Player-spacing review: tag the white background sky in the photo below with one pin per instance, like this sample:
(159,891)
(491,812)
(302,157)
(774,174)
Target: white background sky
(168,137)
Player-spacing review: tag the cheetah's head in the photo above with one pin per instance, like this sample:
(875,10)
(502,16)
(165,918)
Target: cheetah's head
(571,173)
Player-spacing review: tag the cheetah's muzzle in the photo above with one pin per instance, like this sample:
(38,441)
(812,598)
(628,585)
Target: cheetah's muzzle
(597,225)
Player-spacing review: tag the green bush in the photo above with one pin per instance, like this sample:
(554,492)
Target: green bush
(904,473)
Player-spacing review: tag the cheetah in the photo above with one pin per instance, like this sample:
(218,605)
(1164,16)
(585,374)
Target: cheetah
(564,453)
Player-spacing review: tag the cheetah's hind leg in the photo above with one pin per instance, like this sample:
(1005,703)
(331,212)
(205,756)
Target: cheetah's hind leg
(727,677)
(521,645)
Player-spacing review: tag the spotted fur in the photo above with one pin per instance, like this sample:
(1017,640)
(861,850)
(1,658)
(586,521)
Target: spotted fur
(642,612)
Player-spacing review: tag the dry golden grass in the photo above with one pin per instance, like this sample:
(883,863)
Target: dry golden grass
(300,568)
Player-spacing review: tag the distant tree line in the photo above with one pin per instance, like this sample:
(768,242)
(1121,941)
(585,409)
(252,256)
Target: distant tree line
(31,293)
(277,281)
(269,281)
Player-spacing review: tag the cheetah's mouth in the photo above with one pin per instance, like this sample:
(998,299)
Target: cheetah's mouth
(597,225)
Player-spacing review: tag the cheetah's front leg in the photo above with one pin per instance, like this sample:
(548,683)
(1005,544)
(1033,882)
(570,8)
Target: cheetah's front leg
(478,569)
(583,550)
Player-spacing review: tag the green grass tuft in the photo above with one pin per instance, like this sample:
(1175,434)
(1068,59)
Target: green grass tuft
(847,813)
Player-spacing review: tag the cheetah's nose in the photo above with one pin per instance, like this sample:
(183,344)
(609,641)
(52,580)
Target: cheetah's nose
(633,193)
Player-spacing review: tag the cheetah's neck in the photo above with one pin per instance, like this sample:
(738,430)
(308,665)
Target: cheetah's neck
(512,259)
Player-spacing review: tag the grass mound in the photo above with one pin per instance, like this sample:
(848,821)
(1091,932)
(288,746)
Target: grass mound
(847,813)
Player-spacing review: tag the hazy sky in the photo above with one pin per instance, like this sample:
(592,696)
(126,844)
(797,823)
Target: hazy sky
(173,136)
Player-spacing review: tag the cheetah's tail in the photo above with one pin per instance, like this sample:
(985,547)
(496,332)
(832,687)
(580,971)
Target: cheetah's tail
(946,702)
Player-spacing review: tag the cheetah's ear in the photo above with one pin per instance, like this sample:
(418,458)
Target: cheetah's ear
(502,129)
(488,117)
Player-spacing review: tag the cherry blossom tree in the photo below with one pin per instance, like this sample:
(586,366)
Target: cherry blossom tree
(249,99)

THE REQUEST: Repeat everything from the line containing "Player-spacing review: tag the cheetah's tail" down to the end of the records, character for character.

ANSWER TO THE TASK:
Player-spacing review: tag the cheetah's tail in the photo above with one pin per instance, like this sample:
(985,547)
(496,332)
(832,687)
(580,971)
Target: cheetah's tail
(946,702)
Player-spacing review: tag the cheetah's ear in the photo above with one pin per instance, like this sample:
(418,458)
Target: cheetah's ear
(502,129)
(488,117)
Player-spacing review: tag the cherry blossom tree in the photo below with one pin per instance, like this sample:
(586,366)
Target: cherry blossom tree
(249,99)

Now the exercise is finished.